TAREFA:
Diga quantas das linhas abaixo contêm a palavra "surface". Responda apenas com o número.

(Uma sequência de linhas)
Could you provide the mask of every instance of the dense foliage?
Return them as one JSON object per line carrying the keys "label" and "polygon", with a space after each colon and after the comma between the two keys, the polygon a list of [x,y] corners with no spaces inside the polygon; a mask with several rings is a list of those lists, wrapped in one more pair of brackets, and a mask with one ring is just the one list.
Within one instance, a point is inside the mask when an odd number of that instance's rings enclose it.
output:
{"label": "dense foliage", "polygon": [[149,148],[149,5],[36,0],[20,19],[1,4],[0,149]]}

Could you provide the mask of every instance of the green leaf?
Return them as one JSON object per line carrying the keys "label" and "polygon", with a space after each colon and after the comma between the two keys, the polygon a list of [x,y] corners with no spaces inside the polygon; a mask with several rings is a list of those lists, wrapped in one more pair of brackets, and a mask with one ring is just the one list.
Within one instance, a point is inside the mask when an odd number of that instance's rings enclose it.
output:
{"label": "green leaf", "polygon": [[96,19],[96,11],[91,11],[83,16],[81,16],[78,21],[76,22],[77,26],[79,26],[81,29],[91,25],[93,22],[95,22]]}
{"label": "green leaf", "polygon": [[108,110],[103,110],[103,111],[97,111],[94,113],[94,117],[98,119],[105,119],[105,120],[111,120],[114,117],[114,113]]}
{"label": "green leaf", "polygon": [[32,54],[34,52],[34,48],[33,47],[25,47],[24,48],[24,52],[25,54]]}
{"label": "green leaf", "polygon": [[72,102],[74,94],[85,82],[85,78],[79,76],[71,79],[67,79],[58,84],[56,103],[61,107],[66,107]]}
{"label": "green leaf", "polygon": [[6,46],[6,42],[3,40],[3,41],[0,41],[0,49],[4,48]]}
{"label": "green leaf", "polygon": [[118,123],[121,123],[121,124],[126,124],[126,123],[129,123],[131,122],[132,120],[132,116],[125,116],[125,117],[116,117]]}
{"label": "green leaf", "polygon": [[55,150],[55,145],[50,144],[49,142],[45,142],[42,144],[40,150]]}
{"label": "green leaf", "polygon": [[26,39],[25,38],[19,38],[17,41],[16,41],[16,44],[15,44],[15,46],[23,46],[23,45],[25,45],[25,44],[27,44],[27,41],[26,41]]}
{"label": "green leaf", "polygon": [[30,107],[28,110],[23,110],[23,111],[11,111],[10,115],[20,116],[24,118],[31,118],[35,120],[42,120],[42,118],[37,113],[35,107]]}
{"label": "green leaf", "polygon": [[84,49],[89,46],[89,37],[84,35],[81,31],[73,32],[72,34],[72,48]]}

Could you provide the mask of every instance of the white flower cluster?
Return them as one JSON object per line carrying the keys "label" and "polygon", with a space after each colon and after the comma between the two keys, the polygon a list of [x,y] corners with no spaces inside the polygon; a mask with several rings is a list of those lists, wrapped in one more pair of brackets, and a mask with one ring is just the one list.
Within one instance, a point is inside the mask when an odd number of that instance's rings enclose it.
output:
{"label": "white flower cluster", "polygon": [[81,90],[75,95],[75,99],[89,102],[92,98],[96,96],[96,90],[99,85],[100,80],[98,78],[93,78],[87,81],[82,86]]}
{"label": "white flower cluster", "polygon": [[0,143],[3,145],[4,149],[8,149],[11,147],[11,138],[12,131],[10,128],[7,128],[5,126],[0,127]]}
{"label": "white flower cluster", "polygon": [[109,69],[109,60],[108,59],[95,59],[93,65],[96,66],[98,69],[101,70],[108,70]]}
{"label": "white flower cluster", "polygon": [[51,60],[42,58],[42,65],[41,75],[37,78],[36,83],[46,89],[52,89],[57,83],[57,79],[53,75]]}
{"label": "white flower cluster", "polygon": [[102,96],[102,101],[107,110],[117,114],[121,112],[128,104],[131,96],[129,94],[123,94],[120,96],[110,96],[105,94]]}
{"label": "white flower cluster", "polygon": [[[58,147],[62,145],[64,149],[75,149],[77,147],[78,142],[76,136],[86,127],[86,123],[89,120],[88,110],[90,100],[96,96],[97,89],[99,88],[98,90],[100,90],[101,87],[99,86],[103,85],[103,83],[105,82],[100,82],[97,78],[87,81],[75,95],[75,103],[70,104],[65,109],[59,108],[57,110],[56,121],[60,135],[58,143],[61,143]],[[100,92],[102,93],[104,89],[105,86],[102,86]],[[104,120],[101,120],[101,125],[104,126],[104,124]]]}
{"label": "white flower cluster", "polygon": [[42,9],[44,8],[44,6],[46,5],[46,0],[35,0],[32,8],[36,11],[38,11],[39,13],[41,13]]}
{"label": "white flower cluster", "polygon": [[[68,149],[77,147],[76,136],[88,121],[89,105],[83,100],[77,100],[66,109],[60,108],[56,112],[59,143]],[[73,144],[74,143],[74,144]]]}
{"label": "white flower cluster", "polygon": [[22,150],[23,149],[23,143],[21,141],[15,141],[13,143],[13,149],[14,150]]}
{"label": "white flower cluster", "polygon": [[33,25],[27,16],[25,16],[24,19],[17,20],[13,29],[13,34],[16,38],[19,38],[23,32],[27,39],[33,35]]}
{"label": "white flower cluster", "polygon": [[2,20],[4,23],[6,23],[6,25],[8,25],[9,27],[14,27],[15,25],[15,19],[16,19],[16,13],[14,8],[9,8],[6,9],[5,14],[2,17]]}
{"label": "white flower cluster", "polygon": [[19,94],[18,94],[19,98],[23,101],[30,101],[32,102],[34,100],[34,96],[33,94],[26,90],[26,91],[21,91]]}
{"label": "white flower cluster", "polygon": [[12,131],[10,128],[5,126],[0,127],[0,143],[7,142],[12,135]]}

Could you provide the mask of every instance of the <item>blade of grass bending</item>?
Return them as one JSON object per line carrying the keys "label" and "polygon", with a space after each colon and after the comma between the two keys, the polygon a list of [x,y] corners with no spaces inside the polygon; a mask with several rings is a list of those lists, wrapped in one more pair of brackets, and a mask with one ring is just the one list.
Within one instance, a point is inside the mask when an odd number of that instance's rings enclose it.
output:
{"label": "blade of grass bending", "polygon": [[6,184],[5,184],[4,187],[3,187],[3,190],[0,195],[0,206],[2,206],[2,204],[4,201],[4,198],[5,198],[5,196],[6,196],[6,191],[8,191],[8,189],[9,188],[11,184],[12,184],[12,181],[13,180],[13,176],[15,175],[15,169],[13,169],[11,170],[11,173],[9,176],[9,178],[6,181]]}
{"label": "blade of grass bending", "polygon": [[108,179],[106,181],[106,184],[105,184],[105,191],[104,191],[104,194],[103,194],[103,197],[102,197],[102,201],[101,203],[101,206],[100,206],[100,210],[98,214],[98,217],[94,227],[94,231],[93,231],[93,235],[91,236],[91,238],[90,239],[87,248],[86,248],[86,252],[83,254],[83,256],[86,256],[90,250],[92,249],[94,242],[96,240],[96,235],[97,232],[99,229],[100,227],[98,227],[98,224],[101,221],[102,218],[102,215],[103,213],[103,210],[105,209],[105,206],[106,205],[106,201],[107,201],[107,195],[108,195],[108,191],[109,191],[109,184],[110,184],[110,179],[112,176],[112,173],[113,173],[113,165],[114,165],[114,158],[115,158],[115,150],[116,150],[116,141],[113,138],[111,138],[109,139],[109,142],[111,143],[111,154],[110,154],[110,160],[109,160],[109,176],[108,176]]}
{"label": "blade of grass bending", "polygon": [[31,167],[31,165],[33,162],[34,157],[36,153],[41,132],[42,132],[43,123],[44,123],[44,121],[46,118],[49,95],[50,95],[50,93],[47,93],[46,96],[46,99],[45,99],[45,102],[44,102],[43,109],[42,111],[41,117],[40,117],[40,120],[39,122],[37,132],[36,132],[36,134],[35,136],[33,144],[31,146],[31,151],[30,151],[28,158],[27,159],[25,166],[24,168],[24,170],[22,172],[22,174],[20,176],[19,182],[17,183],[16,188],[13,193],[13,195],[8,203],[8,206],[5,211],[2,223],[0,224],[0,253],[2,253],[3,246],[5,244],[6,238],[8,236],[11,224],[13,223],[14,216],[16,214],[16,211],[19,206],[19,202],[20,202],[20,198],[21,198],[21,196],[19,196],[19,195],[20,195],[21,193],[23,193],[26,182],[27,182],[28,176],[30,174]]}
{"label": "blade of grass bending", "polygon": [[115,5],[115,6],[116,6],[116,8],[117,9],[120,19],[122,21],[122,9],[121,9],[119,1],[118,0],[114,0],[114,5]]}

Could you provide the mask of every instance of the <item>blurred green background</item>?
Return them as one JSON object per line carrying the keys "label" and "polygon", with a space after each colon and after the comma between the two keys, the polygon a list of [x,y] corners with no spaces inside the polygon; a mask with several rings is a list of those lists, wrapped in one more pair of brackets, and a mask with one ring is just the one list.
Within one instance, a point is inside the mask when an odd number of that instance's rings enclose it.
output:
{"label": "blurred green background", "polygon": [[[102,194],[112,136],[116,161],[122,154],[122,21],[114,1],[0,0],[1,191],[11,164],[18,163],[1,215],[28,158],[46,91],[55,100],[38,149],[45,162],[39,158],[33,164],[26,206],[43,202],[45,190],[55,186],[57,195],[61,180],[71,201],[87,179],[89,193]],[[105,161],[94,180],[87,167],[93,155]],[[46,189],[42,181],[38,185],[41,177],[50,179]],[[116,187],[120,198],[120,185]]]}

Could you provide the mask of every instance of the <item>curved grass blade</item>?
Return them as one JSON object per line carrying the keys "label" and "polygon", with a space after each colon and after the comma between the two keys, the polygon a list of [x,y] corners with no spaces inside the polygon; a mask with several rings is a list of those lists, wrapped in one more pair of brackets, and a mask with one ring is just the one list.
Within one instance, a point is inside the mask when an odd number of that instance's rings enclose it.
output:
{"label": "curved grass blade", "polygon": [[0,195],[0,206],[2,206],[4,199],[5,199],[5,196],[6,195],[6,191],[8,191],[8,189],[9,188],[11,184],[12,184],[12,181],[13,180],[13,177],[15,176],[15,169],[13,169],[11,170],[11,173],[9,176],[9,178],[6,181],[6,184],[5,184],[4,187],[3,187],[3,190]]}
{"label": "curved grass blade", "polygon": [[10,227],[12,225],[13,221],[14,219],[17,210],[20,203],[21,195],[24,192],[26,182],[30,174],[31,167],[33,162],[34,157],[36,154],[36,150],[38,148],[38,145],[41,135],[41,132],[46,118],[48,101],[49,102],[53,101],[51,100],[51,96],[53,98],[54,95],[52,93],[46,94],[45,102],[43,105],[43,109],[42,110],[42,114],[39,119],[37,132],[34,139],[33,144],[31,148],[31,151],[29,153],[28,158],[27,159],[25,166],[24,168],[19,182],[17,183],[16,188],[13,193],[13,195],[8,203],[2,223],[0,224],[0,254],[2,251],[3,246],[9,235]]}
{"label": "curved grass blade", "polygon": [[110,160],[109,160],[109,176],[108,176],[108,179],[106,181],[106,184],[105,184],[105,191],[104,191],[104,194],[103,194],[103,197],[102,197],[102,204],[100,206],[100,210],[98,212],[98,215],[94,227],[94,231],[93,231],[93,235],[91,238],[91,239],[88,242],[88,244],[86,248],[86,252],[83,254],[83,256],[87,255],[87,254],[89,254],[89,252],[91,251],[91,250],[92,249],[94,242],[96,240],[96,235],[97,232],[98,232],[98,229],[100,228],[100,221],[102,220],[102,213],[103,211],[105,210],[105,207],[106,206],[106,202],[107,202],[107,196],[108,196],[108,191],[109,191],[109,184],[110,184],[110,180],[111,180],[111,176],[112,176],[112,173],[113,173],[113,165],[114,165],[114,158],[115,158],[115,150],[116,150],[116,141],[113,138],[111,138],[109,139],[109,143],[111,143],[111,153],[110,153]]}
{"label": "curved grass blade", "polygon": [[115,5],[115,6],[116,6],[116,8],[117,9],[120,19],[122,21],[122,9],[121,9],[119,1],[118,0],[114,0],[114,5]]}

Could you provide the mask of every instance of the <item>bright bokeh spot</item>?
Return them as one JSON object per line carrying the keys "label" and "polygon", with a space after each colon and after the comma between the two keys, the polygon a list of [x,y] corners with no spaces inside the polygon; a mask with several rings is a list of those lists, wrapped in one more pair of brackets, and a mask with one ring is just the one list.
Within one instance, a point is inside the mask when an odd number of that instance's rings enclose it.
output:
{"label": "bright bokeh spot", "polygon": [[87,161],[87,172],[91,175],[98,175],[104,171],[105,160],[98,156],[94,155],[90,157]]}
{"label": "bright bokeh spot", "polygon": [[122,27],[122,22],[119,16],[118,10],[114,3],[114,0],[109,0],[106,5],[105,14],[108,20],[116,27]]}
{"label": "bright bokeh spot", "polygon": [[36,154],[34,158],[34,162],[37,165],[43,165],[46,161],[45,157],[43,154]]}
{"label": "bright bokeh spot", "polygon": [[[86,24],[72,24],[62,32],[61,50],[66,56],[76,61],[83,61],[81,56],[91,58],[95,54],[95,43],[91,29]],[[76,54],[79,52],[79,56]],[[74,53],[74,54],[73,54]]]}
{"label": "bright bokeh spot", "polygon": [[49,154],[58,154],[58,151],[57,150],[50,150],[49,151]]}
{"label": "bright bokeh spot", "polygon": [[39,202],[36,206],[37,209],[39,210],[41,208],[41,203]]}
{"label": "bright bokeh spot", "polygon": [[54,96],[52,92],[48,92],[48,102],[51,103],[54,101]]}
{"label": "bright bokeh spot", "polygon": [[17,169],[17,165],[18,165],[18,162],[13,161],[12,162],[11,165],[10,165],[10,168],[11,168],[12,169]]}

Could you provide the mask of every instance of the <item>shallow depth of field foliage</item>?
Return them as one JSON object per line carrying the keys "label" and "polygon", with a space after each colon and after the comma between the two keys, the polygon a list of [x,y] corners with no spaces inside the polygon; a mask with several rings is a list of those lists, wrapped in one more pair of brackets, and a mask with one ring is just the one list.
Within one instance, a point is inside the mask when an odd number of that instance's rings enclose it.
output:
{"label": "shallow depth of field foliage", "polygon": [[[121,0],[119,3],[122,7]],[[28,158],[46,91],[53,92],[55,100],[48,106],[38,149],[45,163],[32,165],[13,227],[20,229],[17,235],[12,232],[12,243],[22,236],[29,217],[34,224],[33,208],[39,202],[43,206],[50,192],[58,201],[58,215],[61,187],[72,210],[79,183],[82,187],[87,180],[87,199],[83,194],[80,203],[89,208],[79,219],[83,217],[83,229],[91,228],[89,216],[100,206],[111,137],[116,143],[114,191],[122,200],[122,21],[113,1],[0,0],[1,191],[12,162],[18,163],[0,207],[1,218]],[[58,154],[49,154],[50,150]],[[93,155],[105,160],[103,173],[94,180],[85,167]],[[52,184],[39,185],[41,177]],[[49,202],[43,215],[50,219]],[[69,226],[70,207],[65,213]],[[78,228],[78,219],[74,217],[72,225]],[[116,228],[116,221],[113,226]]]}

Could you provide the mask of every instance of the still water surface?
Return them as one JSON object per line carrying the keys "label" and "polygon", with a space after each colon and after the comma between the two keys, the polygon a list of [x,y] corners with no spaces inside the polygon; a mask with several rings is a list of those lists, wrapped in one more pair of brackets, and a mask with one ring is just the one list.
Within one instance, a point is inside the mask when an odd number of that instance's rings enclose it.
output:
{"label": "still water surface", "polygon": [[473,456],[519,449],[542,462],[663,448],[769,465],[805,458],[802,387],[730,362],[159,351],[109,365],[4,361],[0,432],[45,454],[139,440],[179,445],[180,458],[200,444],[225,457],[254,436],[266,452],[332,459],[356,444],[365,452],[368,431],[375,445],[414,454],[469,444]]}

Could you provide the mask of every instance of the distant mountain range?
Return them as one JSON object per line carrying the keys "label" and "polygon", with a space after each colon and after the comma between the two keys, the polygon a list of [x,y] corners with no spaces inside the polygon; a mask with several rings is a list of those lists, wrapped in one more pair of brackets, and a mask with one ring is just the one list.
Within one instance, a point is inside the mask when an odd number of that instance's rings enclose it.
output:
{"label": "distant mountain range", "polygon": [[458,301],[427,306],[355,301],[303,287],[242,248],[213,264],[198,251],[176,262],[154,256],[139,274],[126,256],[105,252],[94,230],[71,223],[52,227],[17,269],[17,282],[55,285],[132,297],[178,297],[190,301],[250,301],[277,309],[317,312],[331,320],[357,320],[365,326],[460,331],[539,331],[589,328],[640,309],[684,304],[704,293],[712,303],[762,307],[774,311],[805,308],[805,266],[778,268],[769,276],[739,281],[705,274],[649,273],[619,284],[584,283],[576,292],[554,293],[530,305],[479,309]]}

RESULTADO:
2